What is expected – Locate the line that contains "the glass partition.". Copy it and every following line through the end of the records, exactly, and include nothing else.

Labeled-object pointing entries:
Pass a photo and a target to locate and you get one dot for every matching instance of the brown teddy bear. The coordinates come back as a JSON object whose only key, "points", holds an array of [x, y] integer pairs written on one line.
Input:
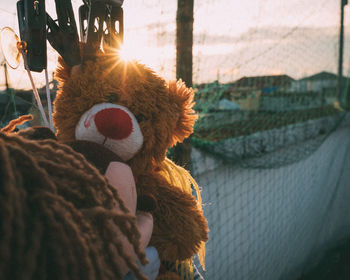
{"points": [[127, 108]]}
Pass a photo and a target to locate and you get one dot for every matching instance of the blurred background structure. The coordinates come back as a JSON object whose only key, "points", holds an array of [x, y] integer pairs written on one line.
{"points": [[271, 148]]}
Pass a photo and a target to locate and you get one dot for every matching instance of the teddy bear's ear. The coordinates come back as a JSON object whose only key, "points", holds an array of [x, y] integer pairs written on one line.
{"points": [[182, 98], [63, 70]]}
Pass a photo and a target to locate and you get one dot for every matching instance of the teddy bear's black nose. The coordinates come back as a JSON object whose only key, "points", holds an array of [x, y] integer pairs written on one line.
{"points": [[113, 123]]}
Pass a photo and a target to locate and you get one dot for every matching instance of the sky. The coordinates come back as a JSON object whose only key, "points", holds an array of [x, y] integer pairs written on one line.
{"points": [[232, 38]]}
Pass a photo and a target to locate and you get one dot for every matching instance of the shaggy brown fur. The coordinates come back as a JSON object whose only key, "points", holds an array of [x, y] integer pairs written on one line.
{"points": [[58, 214], [167, 118]]}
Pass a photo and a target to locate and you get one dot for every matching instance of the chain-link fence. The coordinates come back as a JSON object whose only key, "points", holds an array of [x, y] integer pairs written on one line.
{"points": [[271, 146]]}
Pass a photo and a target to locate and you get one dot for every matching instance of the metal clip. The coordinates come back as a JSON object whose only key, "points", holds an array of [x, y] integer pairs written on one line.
{"points": [[101, 21], [32, 27], [64, 36]]}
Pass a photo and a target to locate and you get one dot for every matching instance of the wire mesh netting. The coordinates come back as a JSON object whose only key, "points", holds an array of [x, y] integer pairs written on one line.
{"points": [[271, 145]]}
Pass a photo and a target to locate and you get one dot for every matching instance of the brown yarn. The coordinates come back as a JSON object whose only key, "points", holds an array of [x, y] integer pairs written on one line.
{"points": [[58, 215], [21, 120]]}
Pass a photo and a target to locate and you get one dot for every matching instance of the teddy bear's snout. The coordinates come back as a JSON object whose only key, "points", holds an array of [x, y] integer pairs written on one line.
{"points": [[113, 123]]}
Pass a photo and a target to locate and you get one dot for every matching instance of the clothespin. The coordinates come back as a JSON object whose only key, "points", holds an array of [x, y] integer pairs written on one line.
{"points": [[64, 36], [32, 28]]}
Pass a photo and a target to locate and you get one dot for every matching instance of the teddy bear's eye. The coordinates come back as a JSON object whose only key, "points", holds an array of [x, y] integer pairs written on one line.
{"points": [[140, 118], [113, 98]]}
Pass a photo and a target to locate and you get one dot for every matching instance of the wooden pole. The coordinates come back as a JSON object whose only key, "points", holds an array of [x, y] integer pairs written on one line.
{"points": [[184, 46]]}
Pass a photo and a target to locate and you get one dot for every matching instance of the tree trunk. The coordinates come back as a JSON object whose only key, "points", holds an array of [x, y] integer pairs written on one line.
{"points": [[184, 44]]}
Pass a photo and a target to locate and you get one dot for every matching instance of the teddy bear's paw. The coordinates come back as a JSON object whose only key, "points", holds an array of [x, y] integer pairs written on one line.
{"points": [[168, 275]]}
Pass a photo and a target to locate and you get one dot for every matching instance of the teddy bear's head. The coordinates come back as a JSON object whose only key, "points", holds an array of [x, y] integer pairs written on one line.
{"points": [[123, 105]]}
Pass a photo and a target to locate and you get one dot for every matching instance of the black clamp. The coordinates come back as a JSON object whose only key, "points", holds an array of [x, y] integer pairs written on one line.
{"points": [[101, 22], [64, 36], [32, 26]]}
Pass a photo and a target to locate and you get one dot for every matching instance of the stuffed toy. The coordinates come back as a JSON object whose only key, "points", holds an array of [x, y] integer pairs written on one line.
{"points": [[127, 108]]}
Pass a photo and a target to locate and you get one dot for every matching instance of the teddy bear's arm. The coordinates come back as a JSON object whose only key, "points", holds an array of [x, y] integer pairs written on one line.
{"points": [[179, 224]]}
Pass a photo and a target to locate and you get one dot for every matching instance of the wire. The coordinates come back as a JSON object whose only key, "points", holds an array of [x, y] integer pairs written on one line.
{"points": [[7, 12], [48, 96], [37, 97]]}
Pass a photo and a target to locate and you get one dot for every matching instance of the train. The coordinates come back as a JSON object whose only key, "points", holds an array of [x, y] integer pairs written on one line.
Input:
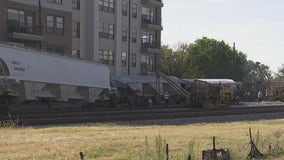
{"points": [[29, 75]]}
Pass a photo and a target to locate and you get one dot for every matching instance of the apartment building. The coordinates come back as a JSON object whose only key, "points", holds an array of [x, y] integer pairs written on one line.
{"points": [[123, 34], [39, 24]]}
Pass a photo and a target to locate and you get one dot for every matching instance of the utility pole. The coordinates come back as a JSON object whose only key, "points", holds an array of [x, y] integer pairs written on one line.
{"points": [[40, 28], [129, 37], [233, 62]]}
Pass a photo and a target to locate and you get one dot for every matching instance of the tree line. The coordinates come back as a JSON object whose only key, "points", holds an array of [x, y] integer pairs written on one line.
{"points": [[212, 59]]}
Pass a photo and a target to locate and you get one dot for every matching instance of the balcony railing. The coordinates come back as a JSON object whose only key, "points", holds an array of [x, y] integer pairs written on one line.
{"points": [[147, 45], [16, 28], [158, 3]]}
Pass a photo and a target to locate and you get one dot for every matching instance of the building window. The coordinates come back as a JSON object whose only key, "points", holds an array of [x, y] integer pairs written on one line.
{"points": [[59, 25], [124, 8], [76, 29], [55, 1], [147, 15], [134, 35], [20, 21], [49, 24], [76, 4], [106, 30], [147, 40], [54, 24], [147, 63], [55, 49], [124, 33], [123, 59], [106, 5], [106, 57], [133, 60], [76, 53], [134, 10]]}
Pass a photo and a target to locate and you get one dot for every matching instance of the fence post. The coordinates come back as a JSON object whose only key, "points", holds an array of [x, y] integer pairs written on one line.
{"points": [[167, 151], [81, 156]]}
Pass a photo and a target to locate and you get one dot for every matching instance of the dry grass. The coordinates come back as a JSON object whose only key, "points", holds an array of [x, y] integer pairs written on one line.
{"points": [[112, 142]]}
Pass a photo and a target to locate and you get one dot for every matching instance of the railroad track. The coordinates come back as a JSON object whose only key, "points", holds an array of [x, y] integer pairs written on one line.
{"points": [[55, 116]]}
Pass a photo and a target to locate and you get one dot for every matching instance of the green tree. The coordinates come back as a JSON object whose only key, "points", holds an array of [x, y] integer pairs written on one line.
{"points": [[209, 58], [173, 62]]}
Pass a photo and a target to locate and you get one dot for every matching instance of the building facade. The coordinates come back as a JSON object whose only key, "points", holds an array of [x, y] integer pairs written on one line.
{"points": [[42, 25], [123, 34]]}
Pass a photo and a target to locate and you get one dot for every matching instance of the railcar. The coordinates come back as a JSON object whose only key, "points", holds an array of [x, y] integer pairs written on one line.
{"points": [[34, 75]]}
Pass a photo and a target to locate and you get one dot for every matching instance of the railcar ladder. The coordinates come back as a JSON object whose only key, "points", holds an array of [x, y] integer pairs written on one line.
{"points": [[174, 85]]}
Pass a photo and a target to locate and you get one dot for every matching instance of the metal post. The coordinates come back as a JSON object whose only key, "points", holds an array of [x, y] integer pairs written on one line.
{"points": [[167, 152], [233, 62], [214, 149], [40, 22], [81, 156], [129, 37]]}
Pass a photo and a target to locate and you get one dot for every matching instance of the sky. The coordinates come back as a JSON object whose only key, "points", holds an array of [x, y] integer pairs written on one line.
{"points": [[256, 26]]}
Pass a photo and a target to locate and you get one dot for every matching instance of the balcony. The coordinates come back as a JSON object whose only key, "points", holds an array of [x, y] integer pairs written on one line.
{"points": [[24, 32], [157, 3], [147, 47], [149, 23]]}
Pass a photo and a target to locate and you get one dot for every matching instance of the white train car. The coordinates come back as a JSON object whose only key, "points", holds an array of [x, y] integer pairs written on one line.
{"points": [[36, 75]]}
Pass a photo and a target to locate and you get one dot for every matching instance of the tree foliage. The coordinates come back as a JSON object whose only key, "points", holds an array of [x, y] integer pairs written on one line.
{"points": [[205, 58]]}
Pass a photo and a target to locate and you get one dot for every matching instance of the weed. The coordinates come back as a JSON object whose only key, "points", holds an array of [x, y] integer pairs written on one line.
{"points": [[95, 152], [275, 147], [9, 123], [160, 149]]}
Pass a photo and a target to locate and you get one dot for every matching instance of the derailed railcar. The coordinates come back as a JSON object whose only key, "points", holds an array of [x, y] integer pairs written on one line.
{"points": [[34, 75]]}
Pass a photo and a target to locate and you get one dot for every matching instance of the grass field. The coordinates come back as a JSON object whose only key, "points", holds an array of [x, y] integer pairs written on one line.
{"points": [[113, 142]]}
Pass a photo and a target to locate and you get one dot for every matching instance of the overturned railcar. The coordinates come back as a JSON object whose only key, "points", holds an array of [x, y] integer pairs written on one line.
{"points": [[34, 75]]}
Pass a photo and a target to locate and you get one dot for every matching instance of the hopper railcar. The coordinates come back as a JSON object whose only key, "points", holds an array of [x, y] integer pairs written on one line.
{"points": [[34, 75]]}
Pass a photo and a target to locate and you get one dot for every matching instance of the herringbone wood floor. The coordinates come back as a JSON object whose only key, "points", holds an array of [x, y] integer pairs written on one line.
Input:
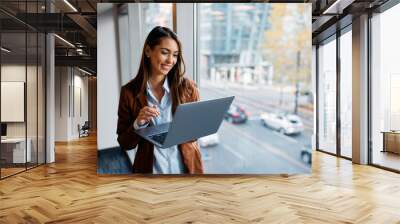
{"points": [[70, 191]]}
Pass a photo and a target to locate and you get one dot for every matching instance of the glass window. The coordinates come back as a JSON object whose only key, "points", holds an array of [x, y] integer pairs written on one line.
{"points": [[269, 126], [327, 96], [13, 84], [386, 89], [346, 94]]}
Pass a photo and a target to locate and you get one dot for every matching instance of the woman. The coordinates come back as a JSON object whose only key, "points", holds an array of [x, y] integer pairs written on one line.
{"points": [[151, 98]]}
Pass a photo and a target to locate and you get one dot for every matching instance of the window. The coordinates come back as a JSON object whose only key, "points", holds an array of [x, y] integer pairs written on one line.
{"points": [[327, 96], [346, 94], [261, 132]]}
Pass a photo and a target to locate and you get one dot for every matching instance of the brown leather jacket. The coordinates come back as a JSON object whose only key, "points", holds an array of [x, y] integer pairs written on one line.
{"points": [[130, 103]]}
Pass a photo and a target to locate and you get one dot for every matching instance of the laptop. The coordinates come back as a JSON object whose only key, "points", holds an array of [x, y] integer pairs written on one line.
{"points": [[191, 121]]}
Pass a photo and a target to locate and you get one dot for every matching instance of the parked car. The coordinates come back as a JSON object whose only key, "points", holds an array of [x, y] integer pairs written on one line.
{"points": [[209, 140], [305, 154], [287, 124], [236, 114]]}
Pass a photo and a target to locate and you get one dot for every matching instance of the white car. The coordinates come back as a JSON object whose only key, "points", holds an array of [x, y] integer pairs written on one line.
{"points": [[209, 140], [287, 124]]}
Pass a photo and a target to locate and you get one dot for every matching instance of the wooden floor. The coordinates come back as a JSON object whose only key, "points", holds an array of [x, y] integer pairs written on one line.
{"points": [[70, 191]]}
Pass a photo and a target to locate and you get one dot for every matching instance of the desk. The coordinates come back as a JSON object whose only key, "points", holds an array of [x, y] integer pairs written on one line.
{"points": [[391, 141], [13, 150]]}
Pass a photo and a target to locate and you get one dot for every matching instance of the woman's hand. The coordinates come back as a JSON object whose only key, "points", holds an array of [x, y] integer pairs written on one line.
{"points": [[146, 114]]}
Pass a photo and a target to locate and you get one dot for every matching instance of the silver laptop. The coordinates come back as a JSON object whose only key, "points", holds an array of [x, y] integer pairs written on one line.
{"points": [[191, 121]]}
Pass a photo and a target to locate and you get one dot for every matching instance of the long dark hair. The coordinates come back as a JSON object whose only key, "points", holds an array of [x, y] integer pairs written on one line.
{"points": [[175, 75]]}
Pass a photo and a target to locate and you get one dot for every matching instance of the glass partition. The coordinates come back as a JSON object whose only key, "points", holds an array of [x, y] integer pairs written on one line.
{"points": [[346, 94], [385, 84], [327, 96]]}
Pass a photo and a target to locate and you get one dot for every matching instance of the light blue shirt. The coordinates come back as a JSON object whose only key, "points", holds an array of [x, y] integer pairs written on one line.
{"points": [[167, 160]]}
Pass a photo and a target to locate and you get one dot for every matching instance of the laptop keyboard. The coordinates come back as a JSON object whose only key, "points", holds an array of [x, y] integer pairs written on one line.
{"points": [[159, 137]]}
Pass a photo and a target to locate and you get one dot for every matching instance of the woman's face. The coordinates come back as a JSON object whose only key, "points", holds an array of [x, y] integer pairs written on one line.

Full response –
Pass a photo and a target to locate and you get one dot for every matching instance of the glass partition. The coordinates come back as a JSON object whose only key, "points", holds an array of [x, y] integer pairs written on one line.
{"points": [[346, 94], [385, 84], [327, 96]]}
Pass a photo and a target to locate and you get one dot for every matching instance of the light blue shirt. The coordinates come back as a JSON object whose only key, "points", holds an array of [x, y] integer pairs written on one line.
{"points": [[167, 160]]}
Pass a photo and a target to locate and you get one dot for every matching instance of the laptop keyboard. The coordinates come back as a JSON object whose only key, "points", holds an array of [x, y] integer pairs written on one line.
{"points": [[159, 137]]}
Pass a photo and a target to locate and you get one dot for every matching instance of the woman's face. The coordinates come back as a JSON object whose only key, "points", holds an array of [x, y] integer pairs written on one line.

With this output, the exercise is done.